Excerpt to read.
────────────────────

Guest post by Bart Trawick, PhD, director of the Customer Services Division at the National Library of Medicine’s National Center for Biotechnology Information, National Institutes of Health.
NLM’s PubMed is the most heavily used biomedical literature citation database in the world. PubMed provides free access to more than 30 million citations and is searched by more than 2.5 million users daily. It is a critical resource for helping researchers, health care professionals, students, and the public share information and learn more about the latest developments in life sciences.
Earlier this year, NLM launched an updated version of PubMed with an enhanced design that provides advanced technology to improve the user experience on mobile as well as desktop devices. This modern interface includes updated web elements for easier navigation and enhanced search results, including previews with highlighted text snippets that can help you scan your results.
Instead of telling you more about these new features and how they work, I invite you to check out a few of them in this video.
Video Transcript (below):
PubMed is the most heavily used biomedical citation database in the world, guiding over two and a half million users per day to the latest advances in life sciences research. We’re constantly improving PubMed to meet the needs of its diverse user base and to take advantage of ever-evolving internet technologies and standards.

────────────────────

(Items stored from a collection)

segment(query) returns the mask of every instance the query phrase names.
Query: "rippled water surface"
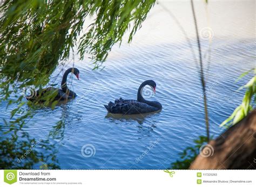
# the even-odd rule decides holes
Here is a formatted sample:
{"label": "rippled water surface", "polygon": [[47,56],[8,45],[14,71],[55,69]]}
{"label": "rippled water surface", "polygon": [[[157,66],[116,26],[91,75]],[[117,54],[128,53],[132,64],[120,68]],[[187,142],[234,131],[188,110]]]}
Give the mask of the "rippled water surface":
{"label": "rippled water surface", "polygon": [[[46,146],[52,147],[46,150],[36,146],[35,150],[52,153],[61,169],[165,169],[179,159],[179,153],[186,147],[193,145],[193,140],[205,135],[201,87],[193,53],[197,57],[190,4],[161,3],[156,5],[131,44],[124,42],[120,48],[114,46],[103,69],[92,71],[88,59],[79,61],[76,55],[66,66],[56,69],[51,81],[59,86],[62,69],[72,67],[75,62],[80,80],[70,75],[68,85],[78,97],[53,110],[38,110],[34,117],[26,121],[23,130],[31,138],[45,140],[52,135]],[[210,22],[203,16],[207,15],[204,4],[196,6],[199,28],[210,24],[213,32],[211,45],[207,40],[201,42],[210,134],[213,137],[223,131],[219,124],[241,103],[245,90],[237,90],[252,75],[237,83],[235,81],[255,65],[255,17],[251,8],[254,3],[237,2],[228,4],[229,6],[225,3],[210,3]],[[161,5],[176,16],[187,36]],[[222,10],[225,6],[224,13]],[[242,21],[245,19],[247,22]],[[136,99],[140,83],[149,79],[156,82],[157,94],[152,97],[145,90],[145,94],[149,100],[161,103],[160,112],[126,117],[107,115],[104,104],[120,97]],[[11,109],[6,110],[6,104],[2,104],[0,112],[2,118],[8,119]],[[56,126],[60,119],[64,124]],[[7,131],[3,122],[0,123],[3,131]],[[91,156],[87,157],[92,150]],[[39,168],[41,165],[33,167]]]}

────────────────────

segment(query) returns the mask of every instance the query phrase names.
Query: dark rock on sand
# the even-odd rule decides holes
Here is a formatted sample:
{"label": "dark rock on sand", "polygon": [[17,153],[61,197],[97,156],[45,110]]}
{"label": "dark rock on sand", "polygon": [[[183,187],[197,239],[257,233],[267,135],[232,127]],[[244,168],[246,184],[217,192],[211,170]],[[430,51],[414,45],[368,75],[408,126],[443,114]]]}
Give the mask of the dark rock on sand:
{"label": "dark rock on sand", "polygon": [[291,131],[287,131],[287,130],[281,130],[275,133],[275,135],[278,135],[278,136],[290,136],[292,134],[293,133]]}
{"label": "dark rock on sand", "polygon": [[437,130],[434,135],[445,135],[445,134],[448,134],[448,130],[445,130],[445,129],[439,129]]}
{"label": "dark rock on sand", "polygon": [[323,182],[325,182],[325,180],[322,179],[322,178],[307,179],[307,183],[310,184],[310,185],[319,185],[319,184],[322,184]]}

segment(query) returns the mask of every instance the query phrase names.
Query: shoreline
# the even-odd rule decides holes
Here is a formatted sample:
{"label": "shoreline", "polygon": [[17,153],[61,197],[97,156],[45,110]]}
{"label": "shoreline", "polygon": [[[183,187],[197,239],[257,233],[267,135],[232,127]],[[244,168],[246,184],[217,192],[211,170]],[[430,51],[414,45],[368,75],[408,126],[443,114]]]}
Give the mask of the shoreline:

────────────────────

Questions on the material.
1) According to the PubMed post, how many citations does PubMed give free access to?
2) Write out the PubMed post from "NLM’s PubMed is" up to and including "scan your results.".
These rows are material apart from the PubMed post.

Responses.
1) More than 30 million citations.

2)
NLM’s PubMed is the most heavily used biomedical literature citation database in the world. PubMed provides free access to more than 30 million citations and is searched by more than 2.5 million users daily. It is a critical resource for helping researchers, health care professionals, students, and the public share information and learn more about the latest developments in life sciences.
Earlier this year, NLM launched an updated version of PubMed with an enhanced design that provides advanced technology to improve the user experience on mobile as well as desktop devices. This modern interface includes updated web elements for easier navigation and enhanced search results, including previews with highlighted text snippets that can help you scan your results.